Request ->
Revise these items by changing "laid out like" to "formatted as" wherever it occurs, keeping all other text the same.

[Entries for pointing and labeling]
═══
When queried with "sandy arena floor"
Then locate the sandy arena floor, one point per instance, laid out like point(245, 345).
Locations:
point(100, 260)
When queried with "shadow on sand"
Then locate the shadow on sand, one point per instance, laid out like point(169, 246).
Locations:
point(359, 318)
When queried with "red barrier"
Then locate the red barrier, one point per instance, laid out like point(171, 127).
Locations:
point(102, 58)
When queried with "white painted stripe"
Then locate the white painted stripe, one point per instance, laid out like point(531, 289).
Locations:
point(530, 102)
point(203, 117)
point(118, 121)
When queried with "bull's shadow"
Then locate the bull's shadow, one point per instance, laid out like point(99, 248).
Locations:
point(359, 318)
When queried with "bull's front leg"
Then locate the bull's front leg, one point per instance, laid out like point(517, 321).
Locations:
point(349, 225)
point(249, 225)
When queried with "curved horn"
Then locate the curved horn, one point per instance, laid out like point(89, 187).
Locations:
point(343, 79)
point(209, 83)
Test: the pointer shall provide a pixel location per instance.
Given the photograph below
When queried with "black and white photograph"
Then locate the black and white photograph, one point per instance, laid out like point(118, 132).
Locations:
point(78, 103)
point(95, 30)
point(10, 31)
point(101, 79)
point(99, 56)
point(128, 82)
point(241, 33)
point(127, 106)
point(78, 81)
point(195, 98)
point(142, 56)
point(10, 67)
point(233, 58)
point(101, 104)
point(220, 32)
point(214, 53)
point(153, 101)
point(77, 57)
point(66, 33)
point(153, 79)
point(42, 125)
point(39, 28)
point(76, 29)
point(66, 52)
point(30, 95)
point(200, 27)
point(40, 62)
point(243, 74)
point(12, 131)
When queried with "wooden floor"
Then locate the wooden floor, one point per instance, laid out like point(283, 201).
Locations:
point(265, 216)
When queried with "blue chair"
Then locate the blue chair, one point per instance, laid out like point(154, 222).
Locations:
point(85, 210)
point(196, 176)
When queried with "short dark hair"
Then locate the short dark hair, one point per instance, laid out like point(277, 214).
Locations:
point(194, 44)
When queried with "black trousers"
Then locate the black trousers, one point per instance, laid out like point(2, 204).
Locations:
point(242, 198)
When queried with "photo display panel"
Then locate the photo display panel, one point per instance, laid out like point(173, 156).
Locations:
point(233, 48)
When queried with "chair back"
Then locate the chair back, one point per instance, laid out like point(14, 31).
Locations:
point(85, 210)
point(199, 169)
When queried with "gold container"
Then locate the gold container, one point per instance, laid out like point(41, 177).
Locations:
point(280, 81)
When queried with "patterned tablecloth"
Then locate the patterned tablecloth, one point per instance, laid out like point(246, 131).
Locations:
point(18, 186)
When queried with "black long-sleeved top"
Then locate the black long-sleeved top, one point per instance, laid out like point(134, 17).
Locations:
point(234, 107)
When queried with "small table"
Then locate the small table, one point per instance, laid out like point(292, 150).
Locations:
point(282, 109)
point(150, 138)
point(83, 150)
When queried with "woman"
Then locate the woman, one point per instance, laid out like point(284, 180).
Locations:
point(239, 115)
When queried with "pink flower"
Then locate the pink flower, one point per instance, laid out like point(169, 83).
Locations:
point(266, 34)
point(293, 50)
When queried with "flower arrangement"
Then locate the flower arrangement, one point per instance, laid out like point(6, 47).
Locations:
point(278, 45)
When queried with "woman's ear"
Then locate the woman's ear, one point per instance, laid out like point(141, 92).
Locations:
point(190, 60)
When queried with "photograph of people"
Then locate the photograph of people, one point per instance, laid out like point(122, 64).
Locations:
═══
Solution below ->
When queried with "sandy arena floor"
Then locate the sandy arena floor, one point per instance, formatted as point(245, 345).
Locations:
point(100, 260)
When queried with "shadow on sand"
Then locate the shadow on sand, one point per instance, formatted as point(169, 246).
Locations:
point(359, 318)
When queried with "red barrier"
Then locate the red barrier, one point per instance, formatted as point(171, 127).
Locations:
point(102, 58)
When queried with "white painted stripe"
Then locate the white painted stripe, one point per instance, formatted as point(531, 289).
Locations:
point(530, 102)
point(203, 117)
point(118, 121)
When queried with "bull's shadow"
Then locate the bull's shadow, one point per instance, formatted as point(99, 248).
Locations:
point(359, 318)
When queried with "bull's front leg"
Then locate the bull's front leg, one point per instance, formatted as point(517, 321).
Locations:
point(349, 225)
point(249, 225)
When queried with "curved horn"
Then locate the curved horn, one point per instance, formatted as point(89, 187).
Locations:
point(343, 79)
point(209, 83)
Test: the pointer shall provide a pixel location per instance.
Given the photograph below
When queried with "black and white photograph"
Then locate the black and white photograph, one point per instance, formatted as point(118, 132).
Locations:
point(78, 103)
point(95, 30)
point(10, 31)
point(101, 79)
point(99, 56)
point(128, 82)
point(241, 33)
point(127, 106)
point(78, 81)
point(195, 98)
point(142, 56)
point(10, 67)
point(233, 58)
point(101, 104)
point(220, 32)
point(214, 53)
point(153, 101)
point(77, 57)
point(66, 33)
point(153, 79)
point(42, 125)
point(39, 28)
point(76, 29)
point(66, 52)
point(30, 95)
point(200, 27)
point(40, 62)
point(243, 74)
point(12, 131)
When queried with "wooden floor"
Then locate the wooden floor, one point per instance, formatted as point(283, 201).
Locations:
point(265, 216)
When queried with "blue chair"
Then locate the blue chair, one point per instance, formatted as point(154, 222).
Locations:
point(85, 210)
point(196, 176)
When queried with "short dark hair"
Then locate the short dark hair, one point per instance, formatted as point(277, 214).
Locations:
point(194, 44)
When queried with "black trousers"
Then locate the black trousers, one point per instance, formatted as point(2, 204).
Locations:
point(242, 198)
When queried with "photo display panel"
Then locate the photo display panel, one point per instance, formatted as point(173, 156).
Locations:
point(233, 48)
When queried with "chair back"
Then locate the chair back, one point per instance, formatted as point(14, 31).
Locations:
point(85, 210)
point(199, 169)
When queried with "gold container"
Then locate the gold container, one point per instance, formatted as point(41, 177).
Locations:
point(280, 81)
When queried with "patterned tablecloth"
Then locate the patterned tablecloth, one point per instance, formatted as point(246, 131).
Locations:
point(18, 186)
When queried with "black long-sleeved top"
Then locate the black long-sleeved top, one point per instance, formatted as point(134, 17).
Locations:
point(234, 107)
When queried with "small table"
Then locate the small table, one point per instance, formatted as point(292, 150).
Locations:
point(282, 109)
point(150, 138)
point(83, 150)
When queried with "woman"
Then locate the woman, one point per instance, formatted as point(284, 180).
Locations:
point(239, 115)
When queried with "pink flower"
Then locate the pink flower, one point per instance, formatted as point(169, 83).
Locations:
point(266, 34)
point(293, 50)
When queried with "flower arrangement"
Then locate the flower arrangement, one point per instance, formatted as point(6, 47).
Locations:
point(278, 45)
When queried with "woman's ear"
Then locate the woman's ear, one point per instance, formatted as point(141, 92).
Locations:
point(190, 60)
When queried with "photograph of people"
Then locate the photograph of people, one point per instance, formatted as point(122, 64).
Locations:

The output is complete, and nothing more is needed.